Trecho do texto.

Lembra-me palestra do poeta após a sessão do filme “Morte em Veneza”, de 1971, baseado em livro de Thomas Mann. No Espaço – Unibanco/Augusta, São Paulo, em noite de chuva torrencial, lotação esgotada horas antes, cinéfilos chorosos conseguiram entrar após súplicas e ameaças; gente de pé pelos corredores, sentados nos degraus centrais. O belíssimo filme de Luchino Visconti, tantas vezes visto e revisto, ganhou novas e sutís revelações sob o olhar de Rubem Alves.

rubem-alves

À saída, a chuva já amainara, a noite ia alta e fria. No estacionamento, buscando nossos carros, cada qual com seu “motorista”, o poeta comentaria que já preferia passar noites altas no conforto do seu lar, a enfrentar trânsito ruim em noite chuvosa, desde a cidade de Campinas, onde residia. Para essas “baladas” já havia que contar com seu motorista particular, coisas da velhice. Argumentei que isso era uma das coisas boas do envelhecer: aquelas coisas fofas de quem cuidáramos com tanto carinho, trocando fraldas e dando mamadeiras, que nos deixaram insones muitas madrugadas, até mesmo pós-adolescência quando saíam para suas baladas, hoje se tornaram nossos anjos de guarda, protetores, nos conduzindo em nossos compromissos pela noite. Despedimo-nos cordialmente, cada qual com seu filho-motorista ao volante, eu com a cálida lembrança de uma palestra que muito acrescentou. Pois envelhecer não é isso, ir passando o bastão e as responsabilidades às gerações seguintes?

Exercício curto 1.
Repita tudo do texto sobre a palestra de Rubem Alves, desde "Lembra-me palestra do" até "de Rubem Alves.".
Exercício curto 2.
Dê como uma lista JSON de strings, uma para cada linha e sem as linhas em branco, somente as linhas da listagem que vão da linha que contém "For each instance of the green" até o fim da listagem.
O texto e a listagem não têm nenhuma relação entre si.

Trechos de dados de marcação de locais.
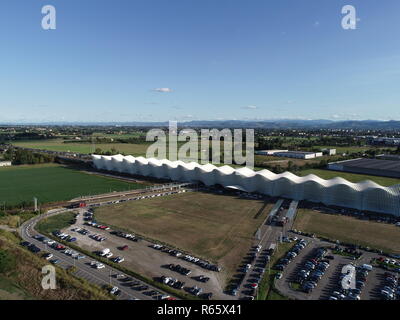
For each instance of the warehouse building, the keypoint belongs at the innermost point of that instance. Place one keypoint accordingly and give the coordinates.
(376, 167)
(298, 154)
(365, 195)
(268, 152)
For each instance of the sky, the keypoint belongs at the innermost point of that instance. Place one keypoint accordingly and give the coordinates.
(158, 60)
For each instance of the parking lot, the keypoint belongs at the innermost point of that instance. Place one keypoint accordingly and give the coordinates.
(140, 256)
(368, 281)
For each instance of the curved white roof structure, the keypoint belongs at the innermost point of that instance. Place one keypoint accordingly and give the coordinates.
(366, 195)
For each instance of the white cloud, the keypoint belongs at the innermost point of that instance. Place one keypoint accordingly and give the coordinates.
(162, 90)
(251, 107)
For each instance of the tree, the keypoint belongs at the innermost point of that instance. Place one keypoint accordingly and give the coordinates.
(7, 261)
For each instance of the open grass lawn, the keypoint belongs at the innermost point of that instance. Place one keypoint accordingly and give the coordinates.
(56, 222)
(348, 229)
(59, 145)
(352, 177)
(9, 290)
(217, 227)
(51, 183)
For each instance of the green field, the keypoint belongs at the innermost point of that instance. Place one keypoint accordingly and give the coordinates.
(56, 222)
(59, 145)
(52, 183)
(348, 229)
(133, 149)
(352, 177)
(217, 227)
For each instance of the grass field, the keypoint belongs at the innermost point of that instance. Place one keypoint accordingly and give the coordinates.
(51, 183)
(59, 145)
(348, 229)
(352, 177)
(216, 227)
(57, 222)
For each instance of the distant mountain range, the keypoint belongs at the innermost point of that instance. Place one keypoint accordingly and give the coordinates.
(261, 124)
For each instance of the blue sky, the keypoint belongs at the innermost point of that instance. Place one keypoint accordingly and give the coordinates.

Resposta completa 1.
Lembra-me palestra do poeta após a sessão do filme “Morte em Veneza”, de 1971, baseado em livro de Thomas Mann. No Espaço – Unibanco/Augusta, São Paulo, em noite de chuva torrencial, lotação esgotada horas antes, cinéfilos chorosos conseguiram entrar após súplicas e ameaças; gente de pé pelos corredores, sentados nos degraus centrais. O belíssimo filme de Luchino Visconti, tantas vezes visto e revisto, ganhou novas e sutís revelações sob o olhar de Rubem Alves.

Resposta completa 2.
[
  "For each instance of the green field, the keypoint belongs at the innermost point of that instance. Place one keypoint accordingly and give the coordinates.",
  "(56, 222)",
  "(59, 145)",
  "(52, 183)",
  "(348, 229)",
  "(133, 149)",
  "(352, 177)",
  "(217, 227)",
  "For each instance of the grass field, the keypoint belongs at the innermost point of that instance. Place one keypoint accordingly and give the coordinates.",
  "(51, 183)",
  "(59, 145)",
  "(348, 229)",
  "(352, 177)",
  "(216, 227)",
  "(57, 222)",
  "For each instance of the distant mountain range, the keypoint belongs at the innermost point of that instance. Place one keypoint accordingly and give the coordinates.",
  "(261, 124)",
  "For each instance of the blue sky, the keypoint belongs at the innermost point of that instance. Place one keypoint accordingly and give the coordinates."
]